▸ TEXTE SOURCE:
----------
Avec l’impossible Funcrusher plus, les New-Yorkais de Company Flow forçaient le hip-hop, ce nouveau notable, à retrouver au plus vite le sens de l’urgence et du risque. Une révolution aussi bien artistique que commerciale, le groupe ayant imposé ses règles biscornues à la musique comme à son industrie. Aussi vivifiant que déjà important. Engagé depuis […]
Avec l’impossible Funcrusher plus, les New-Yorkais de Company Flow forçaient le hip-hop, ce nouveau notable, à retrouver au plus vite le sens de l’urgence et du risque. Une révolution aussi bien artistique que commerciale, le groupe ayant imposé ses règles biscornues à la musique comme à son industrie. Aussi vivifiant que déjà important.
Engagé depuis peu sur la pente savonneuse du succès, gravement menacé de devenir le trio de MC’s le plus adulé de l’underground, Company Flow est le premier à rire de la médaille de « révolutionnaire » dont son album Funcrusher plus a hérité ces derniers mois. Maintenus dans l’ombre depuis des années, comme une poire pour la soif, El-P, Big-Juss et Mr Len ont le recul et la méfiance de ceux qui en ont vu d’autres. « Nous sommes dans le hip-hop depuis dix ans, mais nous faisons Company Flow, « ce truc nouveau », depuis cinq ans déjà. Notre premier single Juvenile technique remonte à 1993. Une bonne partie des morceaux de l’album a été composée en 1995 et a déjà été publiée en 1996 sur le maxi Funcrusher. Nous sommes donc un peu amusés, bien qu’honorés, d’être perçus comme « l’avant-garde pour l’an 2000 ». Nous ne sommes nouveaux que dans la mesure où les gens ne sont prêts qu’aujourd’hui à nous entendre. » Farouchement indépendants, au propre comme au figuré, l’album des New-Yorkais est l’un de ces télescopages toujours jouissifs entre une musique et les aspirations d’une époque en l’occurrence, les attentes de la nation hip-hop, désespérée par l’apparente stagnation du genre, exaspérée de voir chaque jour ses valeurs s’effriter et ses fondements bafoués. Une nation hip-hop en quête de nouveaux héros pour retrouver la foi : qui mieux que ces trois trublions pouvait être fondé à servir de modèle d’avenir ? A bien des égards, Company Flow n’a pas volé sa médaille de « révolutionnaire ». Depuis l’avènement du Wu-Tang Clan, personne n’avait tenté de bousculer aussi radicalement les conventions en vigueur du hip-hop, à la fois des points de vue artistique et économique. Le dessein de Company Flow est au moins aussi audacieux, et faute d’être aussi spectaculaire aucune ambition d' »invasion systématique« de la planète au programme , sa stratégie pourrait influencer le futur du hip-hop de façon plus profonde et bénéficier à une plus large descendance. Musicalement, le Wu-Tang Clan semblait, dès ses premiers brûlots, avoir repoussé les dernières frontières de la bizarrerie, de la noirceur et de la sous-production : au-delà, le risque était grand de devenir ouvertement inaudible. Company Flow a relevé le défi de franchir la barrière. Et ce n’est pas du tout inaudible, juste un peu difficile de prime abord.
----------
▸ EXTRAITS DE DONNÉES:
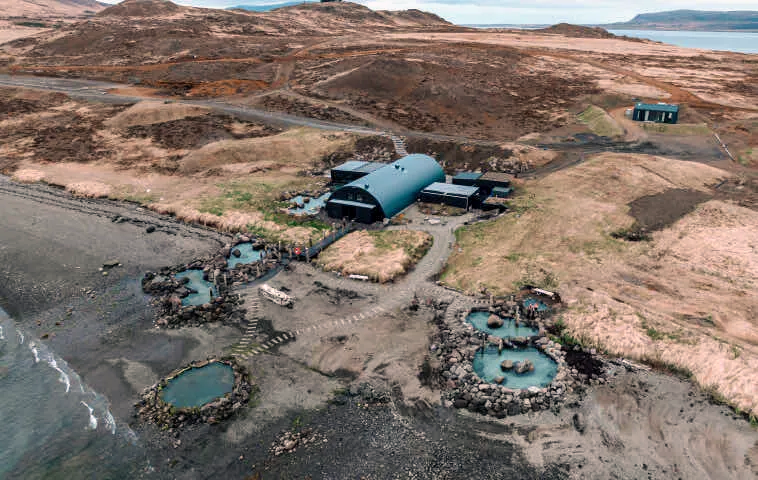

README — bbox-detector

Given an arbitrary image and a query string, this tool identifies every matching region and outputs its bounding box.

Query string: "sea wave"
[81,400,97,430]
[29,342,39,363]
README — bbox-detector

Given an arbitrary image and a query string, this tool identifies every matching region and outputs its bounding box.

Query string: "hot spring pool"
[226,243,263,270]
[175,270,217,306]
[524,297,550,312]
[474,347,558,390]
[161,362,234,408]
[466,312,539,338]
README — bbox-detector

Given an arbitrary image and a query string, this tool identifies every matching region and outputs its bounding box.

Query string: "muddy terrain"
[0,0,758,480]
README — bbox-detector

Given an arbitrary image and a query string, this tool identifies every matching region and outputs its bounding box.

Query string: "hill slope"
[0,0,106,18]
[604,10,758,31]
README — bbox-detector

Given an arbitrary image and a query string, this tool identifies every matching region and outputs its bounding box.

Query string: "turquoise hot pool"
[466,312,539,338]
[175,270,217,306]
[161,362,234,408]
[474,347,558,390]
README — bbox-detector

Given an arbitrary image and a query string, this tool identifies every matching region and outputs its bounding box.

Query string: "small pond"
[226,243,263,270]
[474,347,558,390]
[523,297,550,312]
[289,192,331,215]
[161,362,234,408]
[175,270,217,306]
[466,312,539,338]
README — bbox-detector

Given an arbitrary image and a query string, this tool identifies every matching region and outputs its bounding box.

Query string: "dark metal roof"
[453,172,482,180]
[342,154,445,218]
[634,103,679,113]
[422,182,479,197]
[329,198,376,210]
[332,160,387,173]
[479,172,513,183]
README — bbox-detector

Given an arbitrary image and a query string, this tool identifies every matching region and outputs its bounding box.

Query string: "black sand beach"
[0,178,758,479]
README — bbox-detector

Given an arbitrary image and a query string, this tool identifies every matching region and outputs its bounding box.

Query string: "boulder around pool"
[161,362,234,408]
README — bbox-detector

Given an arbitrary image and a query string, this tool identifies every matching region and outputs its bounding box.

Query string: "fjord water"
[608,30,758,53]
[0,309,146,478]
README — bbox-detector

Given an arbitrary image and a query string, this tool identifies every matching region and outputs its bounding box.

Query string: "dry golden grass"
[105,101,210,129]
[443,154,758,412]
[181,128,355,174]
[318,230,432,283]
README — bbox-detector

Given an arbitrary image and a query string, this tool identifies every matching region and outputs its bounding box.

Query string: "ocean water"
[0,309,149,479]
[470,24,758,53]
[609,30,758,53]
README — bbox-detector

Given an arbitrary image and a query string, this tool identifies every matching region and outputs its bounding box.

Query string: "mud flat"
[0,178,758,479]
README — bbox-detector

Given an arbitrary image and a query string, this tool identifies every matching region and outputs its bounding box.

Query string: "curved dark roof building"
[326,154,445,223]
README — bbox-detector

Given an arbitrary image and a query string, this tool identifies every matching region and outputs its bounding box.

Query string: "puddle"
[289,192,331,215]
[474,347,558,390]
[175,270,217,306]
[161,362,234,408]
[466,312,539,338]
[226,243,263,270]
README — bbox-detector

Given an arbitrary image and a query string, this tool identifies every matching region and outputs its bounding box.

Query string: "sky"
[142,0,758,24]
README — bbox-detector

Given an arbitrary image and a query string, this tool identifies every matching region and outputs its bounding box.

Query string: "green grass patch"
[577,105,624,137]
[368,230,432,263]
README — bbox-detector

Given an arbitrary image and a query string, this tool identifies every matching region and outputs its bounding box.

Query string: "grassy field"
[442,154,758,412]
[318,230,432,283]
[578,105,624,137]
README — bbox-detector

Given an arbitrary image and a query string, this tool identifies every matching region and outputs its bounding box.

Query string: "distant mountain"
[232,0,314,12]
[602,10,758,32]
[0,0,108,19]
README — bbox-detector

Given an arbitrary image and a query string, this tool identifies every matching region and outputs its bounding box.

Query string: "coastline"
[0,177,755,480]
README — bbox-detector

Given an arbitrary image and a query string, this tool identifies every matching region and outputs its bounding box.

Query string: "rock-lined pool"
[161,362,234,408]
[466,312,539,338]
[226,243,263,270]
[474,347,558,390]
[175,270,217,306]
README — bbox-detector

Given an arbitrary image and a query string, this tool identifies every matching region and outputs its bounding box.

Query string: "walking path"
[233,207,489,360]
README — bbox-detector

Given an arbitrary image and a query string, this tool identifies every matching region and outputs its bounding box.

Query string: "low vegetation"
[318,230,432,283]
[578,105,624,137]
[442,154,758,411]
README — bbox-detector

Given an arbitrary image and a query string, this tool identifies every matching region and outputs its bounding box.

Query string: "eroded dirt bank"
[0,181,758,479]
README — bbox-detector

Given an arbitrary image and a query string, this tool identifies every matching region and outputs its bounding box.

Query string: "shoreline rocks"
[428,302,602,418]
[134,357,257,429]
[142,235,278,328]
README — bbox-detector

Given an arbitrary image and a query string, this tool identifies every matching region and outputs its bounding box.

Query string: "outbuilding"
[453,172,482,187]
[326,154,445,223]
[474,172,511,195]
[632,103,679,123]
[331,160,387,185]
[419,182,479,210]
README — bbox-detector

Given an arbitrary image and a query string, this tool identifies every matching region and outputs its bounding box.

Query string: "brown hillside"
[98,0,184,17]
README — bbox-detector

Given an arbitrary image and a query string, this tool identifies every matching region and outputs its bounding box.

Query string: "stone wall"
[429,302,604,418]
[135,357,257,429]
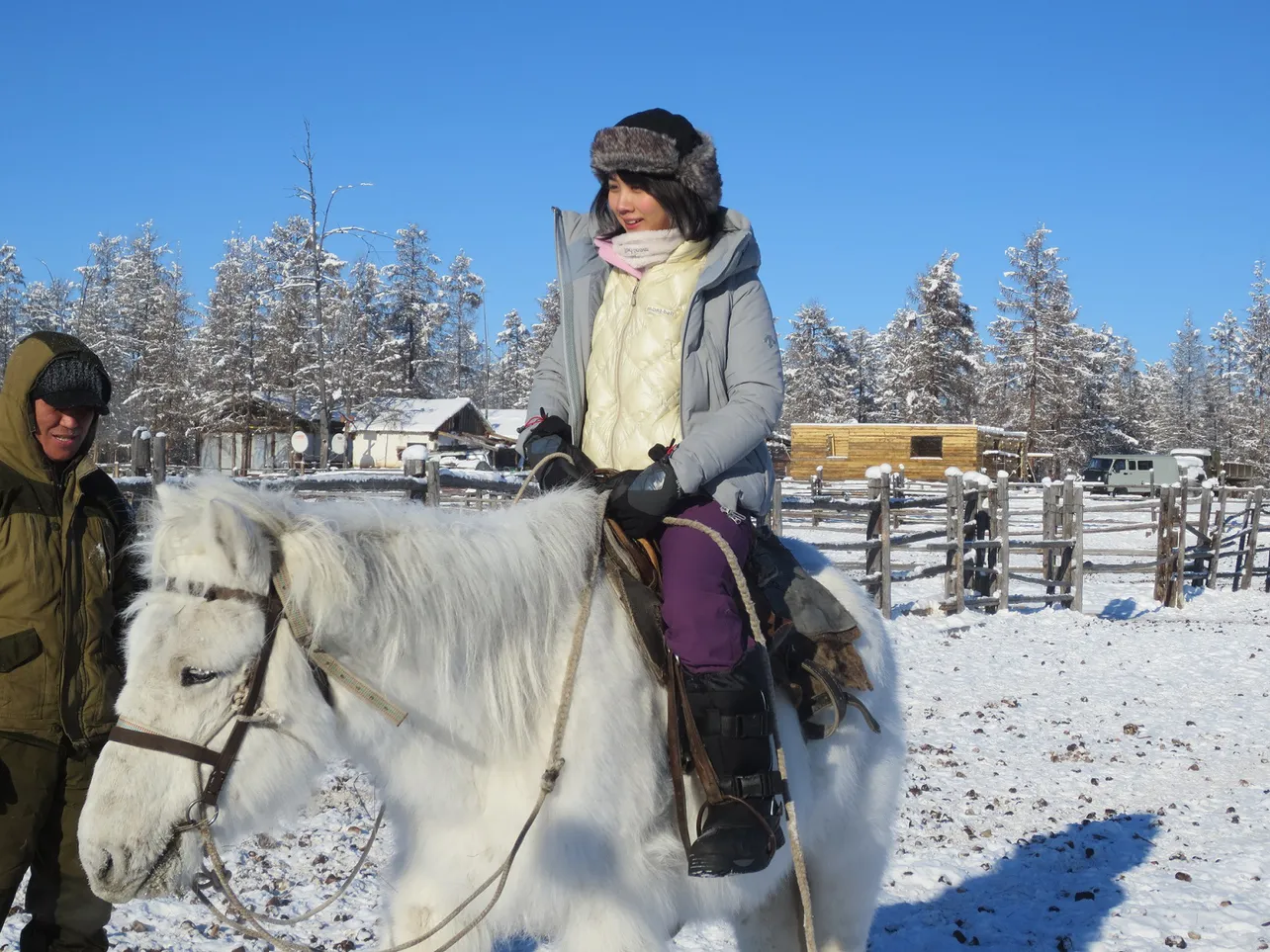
----------
▸ À FAIRE:
A - Répondez à ces questions à l'aide de l'article sur Company Flow :
(i) De quelle année date le premier single du groupe, Juvenile technique ?
(ii) Comment s'appellent les trois membres du groupe ?
(iii) Depuis l'arrivée de quel groupe personne n'avait bousculé aussi fort les règles du hip-hop ?
B - Dites si chaque phrase va dans le sens de l'article sur Company Flow, en citant les mots qui tranchent :
(i) Le maxi Funcrusher est sorti en 1996.
(ii) Les membres font du hip-hop depuis vingt ans.
(iii) L'article juge la musique de Company Flow inaudible.
On n'a pas besoin des lignes.

▸ RÉPONSES PAR TÂCHE:
A -
(i) 1993.
(ii) El-P, Big-Juss et Mr Len.
(iii) Le Wu-Tang Clan.

B -
(i) Oui : « a déjà été publiée en 1996 sur le maxi Funcrusher ».
(ii) Non : « Nous sommes dans le hip-hop depuis dix ans ».
(iii) Non : « Et ce n’est pas du tout inaudible, juste un peu difficile de prime abord. »